>> begin Data supplied

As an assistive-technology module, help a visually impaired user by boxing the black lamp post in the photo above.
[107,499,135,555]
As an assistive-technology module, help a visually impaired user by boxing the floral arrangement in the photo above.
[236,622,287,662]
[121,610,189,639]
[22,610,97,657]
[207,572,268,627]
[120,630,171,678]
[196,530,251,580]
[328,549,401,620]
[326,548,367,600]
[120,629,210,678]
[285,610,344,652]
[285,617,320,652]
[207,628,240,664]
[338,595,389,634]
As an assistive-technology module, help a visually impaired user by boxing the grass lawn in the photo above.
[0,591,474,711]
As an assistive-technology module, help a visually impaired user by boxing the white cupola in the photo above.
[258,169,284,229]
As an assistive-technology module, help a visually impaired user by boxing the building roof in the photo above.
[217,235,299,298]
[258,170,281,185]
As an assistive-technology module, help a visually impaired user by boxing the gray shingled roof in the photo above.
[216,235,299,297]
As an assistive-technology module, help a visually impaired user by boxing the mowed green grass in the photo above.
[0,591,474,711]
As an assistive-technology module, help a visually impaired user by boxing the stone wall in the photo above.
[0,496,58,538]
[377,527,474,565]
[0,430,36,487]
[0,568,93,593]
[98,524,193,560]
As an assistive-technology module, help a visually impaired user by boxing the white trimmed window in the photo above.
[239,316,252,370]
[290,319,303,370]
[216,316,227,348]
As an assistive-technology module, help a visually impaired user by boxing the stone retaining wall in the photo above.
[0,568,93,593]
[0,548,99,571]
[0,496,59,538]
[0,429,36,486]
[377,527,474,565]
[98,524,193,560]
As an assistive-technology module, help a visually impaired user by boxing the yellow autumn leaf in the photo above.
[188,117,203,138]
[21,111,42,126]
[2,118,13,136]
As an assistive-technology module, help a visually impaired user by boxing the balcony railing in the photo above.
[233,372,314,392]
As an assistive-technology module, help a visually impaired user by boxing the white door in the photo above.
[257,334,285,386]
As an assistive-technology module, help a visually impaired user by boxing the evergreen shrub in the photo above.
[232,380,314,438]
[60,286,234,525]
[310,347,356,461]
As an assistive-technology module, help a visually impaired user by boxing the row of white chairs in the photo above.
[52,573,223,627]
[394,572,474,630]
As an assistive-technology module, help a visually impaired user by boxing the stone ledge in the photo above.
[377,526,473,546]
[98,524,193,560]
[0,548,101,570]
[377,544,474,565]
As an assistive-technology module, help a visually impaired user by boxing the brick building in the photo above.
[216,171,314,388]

>> end Data supplied

**Instructions for the task:** Rescale everything from the row containing "railing in the photo above." down to the row containing "[310,347,356,461]", both ends included. Reproduce every one of those rows with the requests unchanged, but multiply each box coordinate in the answers by 0.9 and round it to a whole number, with halves rounding up.

**Reply to the exercise:**
As an assistive-technology module, help a visually impaired user by boxing the balcony railing in the photo above.
[210,335,283,353]
As an assistive-technology module, help a visually impaired user by boxing the white door in the photo above.
[231,301,257,347]
As an assistive-technology module, help a visually impaired user by boxing the evergreen shrub in the photo above.
[209,342,283,394]
[54,257,211,473]
[279,312,320,415]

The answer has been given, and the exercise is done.